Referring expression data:
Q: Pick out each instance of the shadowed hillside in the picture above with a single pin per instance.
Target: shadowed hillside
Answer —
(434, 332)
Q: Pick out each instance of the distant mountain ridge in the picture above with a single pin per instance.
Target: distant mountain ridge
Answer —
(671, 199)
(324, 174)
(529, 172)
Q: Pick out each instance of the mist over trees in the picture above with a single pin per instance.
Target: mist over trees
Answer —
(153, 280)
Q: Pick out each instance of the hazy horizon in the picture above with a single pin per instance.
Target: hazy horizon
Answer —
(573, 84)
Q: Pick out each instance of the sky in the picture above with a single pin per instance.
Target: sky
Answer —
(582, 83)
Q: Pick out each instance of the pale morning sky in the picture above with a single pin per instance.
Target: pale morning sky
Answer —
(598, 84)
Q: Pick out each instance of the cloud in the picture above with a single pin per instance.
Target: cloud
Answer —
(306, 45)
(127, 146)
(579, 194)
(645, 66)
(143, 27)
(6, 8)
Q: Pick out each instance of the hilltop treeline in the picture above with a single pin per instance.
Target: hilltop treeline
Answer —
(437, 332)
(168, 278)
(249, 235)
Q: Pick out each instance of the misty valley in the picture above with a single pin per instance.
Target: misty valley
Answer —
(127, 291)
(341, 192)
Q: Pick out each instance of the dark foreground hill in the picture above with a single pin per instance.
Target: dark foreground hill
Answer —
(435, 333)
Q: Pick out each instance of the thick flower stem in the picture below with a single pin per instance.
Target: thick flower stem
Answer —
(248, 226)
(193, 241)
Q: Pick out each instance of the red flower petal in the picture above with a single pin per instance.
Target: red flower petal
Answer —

_TASK REQUIREMENTS_
Could you reproduce, exactly, every line above from the line with "Target: hazy horizon" to the line with "Q: Pick out each instance of the pale", and no other line? Both ends count.

_RESPONSE TO THIS EXERCISE_
Target: hazy horizon
Answer —
(573, 84)
Q: Pick out each instance of the sky in the picture above with a single pin per instance.
Target: sky
Answer —
(582, 83)
Q: Pick out each instance of the pale morning sky in the picture above with a single pin per instance.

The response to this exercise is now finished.